Stated task: Below is a block of records; repeat each one exactly.

(A run of records)
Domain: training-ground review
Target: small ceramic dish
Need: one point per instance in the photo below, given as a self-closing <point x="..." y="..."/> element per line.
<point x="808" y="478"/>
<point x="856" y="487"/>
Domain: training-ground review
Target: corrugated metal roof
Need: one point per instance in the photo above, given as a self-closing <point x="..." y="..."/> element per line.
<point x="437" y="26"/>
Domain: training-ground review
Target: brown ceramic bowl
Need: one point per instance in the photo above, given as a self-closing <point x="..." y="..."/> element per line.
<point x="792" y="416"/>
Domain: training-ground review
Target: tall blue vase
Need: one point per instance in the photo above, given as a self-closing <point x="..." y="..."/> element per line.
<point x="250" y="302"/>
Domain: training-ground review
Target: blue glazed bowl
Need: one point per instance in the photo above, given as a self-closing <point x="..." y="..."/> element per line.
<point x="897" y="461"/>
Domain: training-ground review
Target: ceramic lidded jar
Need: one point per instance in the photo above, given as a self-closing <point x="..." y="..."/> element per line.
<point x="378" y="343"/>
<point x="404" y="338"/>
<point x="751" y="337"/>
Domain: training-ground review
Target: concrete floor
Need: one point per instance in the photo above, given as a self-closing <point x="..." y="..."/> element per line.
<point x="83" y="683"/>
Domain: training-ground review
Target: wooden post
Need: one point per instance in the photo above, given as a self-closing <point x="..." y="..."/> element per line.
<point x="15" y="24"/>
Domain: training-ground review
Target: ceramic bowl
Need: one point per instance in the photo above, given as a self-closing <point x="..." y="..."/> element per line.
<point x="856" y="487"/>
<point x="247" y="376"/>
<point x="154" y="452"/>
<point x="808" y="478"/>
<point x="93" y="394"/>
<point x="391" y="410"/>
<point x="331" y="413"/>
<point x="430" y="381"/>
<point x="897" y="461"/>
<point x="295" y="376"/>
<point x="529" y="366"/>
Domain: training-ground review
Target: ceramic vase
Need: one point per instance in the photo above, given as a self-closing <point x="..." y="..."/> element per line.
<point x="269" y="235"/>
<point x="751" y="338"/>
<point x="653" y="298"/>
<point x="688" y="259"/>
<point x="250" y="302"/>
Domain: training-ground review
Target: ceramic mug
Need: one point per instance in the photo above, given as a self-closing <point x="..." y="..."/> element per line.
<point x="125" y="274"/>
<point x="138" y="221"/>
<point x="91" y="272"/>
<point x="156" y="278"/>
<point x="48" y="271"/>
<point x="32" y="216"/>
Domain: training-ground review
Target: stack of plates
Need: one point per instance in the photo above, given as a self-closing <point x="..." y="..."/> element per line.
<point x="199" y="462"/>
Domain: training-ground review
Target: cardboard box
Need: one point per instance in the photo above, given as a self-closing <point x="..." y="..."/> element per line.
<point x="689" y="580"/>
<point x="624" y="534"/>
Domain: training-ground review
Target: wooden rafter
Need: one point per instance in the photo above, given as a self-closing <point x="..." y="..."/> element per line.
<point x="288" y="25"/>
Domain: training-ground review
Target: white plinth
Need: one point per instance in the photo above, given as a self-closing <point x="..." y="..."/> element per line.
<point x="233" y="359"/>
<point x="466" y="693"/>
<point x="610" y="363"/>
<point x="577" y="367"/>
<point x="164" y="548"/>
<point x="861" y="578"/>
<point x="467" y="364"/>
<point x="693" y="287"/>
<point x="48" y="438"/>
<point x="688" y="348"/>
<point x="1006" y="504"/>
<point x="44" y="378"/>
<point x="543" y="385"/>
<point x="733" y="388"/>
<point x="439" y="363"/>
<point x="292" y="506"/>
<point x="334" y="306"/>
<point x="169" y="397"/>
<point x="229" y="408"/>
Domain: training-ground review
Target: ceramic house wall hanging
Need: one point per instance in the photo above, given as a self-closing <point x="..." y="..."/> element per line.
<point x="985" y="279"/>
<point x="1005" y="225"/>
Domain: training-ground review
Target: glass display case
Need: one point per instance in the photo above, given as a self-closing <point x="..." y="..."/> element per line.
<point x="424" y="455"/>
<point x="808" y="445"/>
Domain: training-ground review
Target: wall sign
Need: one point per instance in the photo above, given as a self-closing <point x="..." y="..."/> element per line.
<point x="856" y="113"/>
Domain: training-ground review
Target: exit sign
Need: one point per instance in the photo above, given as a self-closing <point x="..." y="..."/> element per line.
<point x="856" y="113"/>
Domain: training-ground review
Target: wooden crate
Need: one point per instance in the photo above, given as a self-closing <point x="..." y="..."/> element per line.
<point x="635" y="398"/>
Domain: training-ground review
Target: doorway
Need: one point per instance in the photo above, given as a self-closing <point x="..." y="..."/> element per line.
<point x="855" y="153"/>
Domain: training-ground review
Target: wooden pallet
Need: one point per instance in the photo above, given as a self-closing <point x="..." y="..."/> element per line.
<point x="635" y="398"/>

Output of the exercise:
Domain: training-ground review
Target: small ceramic dish
Need: one point per instance in the photo below, given as a self-closing <point x="..." y="..."/> element per line.
<point x="808" y="478"/>
<point x="856" y="487"/>
Domain: training-ground review
Target: corrugated metal roof
Need: one point per instance in the photo above, given as a self-closing <point x="..." y="..."/> element per line.
<point x="437" y="26"/>
Domain: training-ground review
Target: brown ceramic bowl
Need: one point per instance in the photo above, given as a self-closing <point x="..." y="..."/> element per line.
<point x="792" y="416"/>
Domain: training-ground review
Target: tall blue vase
Need: one point per instance in the photo above, given as a self-closing <point x="..." y="..."/> element per line.
<point x="250" y="302"/>
Domain: training-ground review
Target: blue glazed bowl
Need: one point per instance in the photo above, given as a self-closing <point x="..." y="..."/> element per line.
<point x="897" y="461"/>
Domain: training-ground review
Target: ceramic lidded jar
Need: one point per instance in the photo above, given as a self-closing <point x="..." y="..."/> element per line.
<point x="378" y="343"/>
<point x="404" y="338"/>
<point x="751" y="337"/>
Domain: training-ground review
Target: concrete floor
Need: one point per instance in the photo above, given as a self-closing <point x="..." y="..."/> element per line.
<point x="83" y="683"/>
Domain: training-ground review
Target: wooden post
Need: one point per instance in the photo above, given as a self-closing <point x="..." y="..."/> element per line.
<point x="15" y="24"/>
Domain: training-ground review
Target: ceramic bowl
Need: one point per instance in the photo above, given as a self-closing <point x="..." y="..."/> element per line.
<point x="856" y="487"/>
<point x="247" y="376"/>
<point x="154" y="452"/>
<point x="808" y="478"/>
<point x="93" y="394"/>
<point x="391" y="410"/>
<point x="331" y="413"/>
<point x="430" y="381"/>
<point x="897" y="461"/>
<point x="295" y="376"/>
<point x="529" y="366"/>
Domain: training-ground review
Target: ceramic vase
Need: one point per instance in the photo above, given as a self-closing <point x="..." y="..."/> element per line.
<point x="269" y="235"/>
<point x="751" y="338"/>
<point x="653" y="298"/>
<point x="688" y="259"/>
<point x="250" y="302"/>
Domain: training-ground review
Target: ceramic mug
Need: one point per instance in the photo above, given as a self-closing <point x="..." y="..."/> element per line.
<point x="125" y="274"/>
<point x="138" y="221"/>
<point x="91" y="272"/>
<point x="156" y="278"/>
<point x="48" y="271"/>
<point x="32" y="216"/>
Domain: training-ground review
Target: stack of plates
Need: one point per instance in the photo above, given as a self-closing <point x="..." y="..."/> element per line.
<point x="199" y="462"/>
Domain: training-ground review
Target: cardboard box
Need: one point per instance in the photo above, given as a self-closing <point x="..." y="..."/> element per line.
<point x="689" y="580"/>
<point x="624" y="534"/>
Domain: training-ground review
Target: wooden rafter
Need: one point per instance in the photo above, given as a self-closing <point x="..." y="..."/> element per line.
<point x="288" y="25"/>
Domain: training-ground review
Target: white plinth
Need: one point per instance in the photo above, given as a self-closing <point x="..." y="..."/> element per line.
<point x="233" y="359"/>
<point x="466" y="693"/>
<point x="610" y="363"/>
<point x="577" y="367"/>
<point x="164" y="548"/>
<point x="861" y="578"/>
<point x="467" y="364"/>
<point x="693" y="287"/>
<point x="48" y="438"/>
<point x="688" y="348"/>
<point x="1006" y="504"/>
<point x="44" y="378"/>
<point x="543" y="385"/>
<point x="733" y="388"/>
<point x="439" y="363"/>
<point x="292" y="506"/>
<point x="334" y="306"/>
<point x="169" y="397"/>
<point x="229" y="408"/>
Domain: training-ground review
Target: ceramic house wall hanging
Need: one point per instance in the photo above, given as a self-closing <point x="..." y="..."/> element per line.
<point x="985" y="279"/>
<point x="1005" y="225"/>
Domain: training-ground review
Target: glass display case
Need: one point per instance in the photo above, given as a self-closing <point x="..." y="..."/> element per line.
<point x="424" y="455"/>
<point x="808" y="445"/>
Domain: training-ground review
Target: wall sign
Need: one point per instance in the photo above, given as a self-closing <point x="..." y="..."/> element per line.
<point x="856" y="113"/>
Domain: training-ground review
Target: exit sign
Need: one point per instance in the photo above, given as a self-closing <point x="..." y="..."/> element per line.
<point x="856" y="113"/>
Domain: training-ground review
Target: wooden crate
Need: one point per instance in the photo above, given as a self-closing <point x="..." y="..."/> element per line.
<point x="635" y="398"/>
Domain: training-ground review
Target: doorway
Need: one point per instance in the photo above, given as a self-closing <point x="..." y="..."/> element per line.
<point x="855" y="153"/>
Domain: training-ground review
Target: wooden pallet
Need: one point per instance in the photo above, given as a self-closing <point x="..." y="..."/> element per line.
<point x="635" y="398"/>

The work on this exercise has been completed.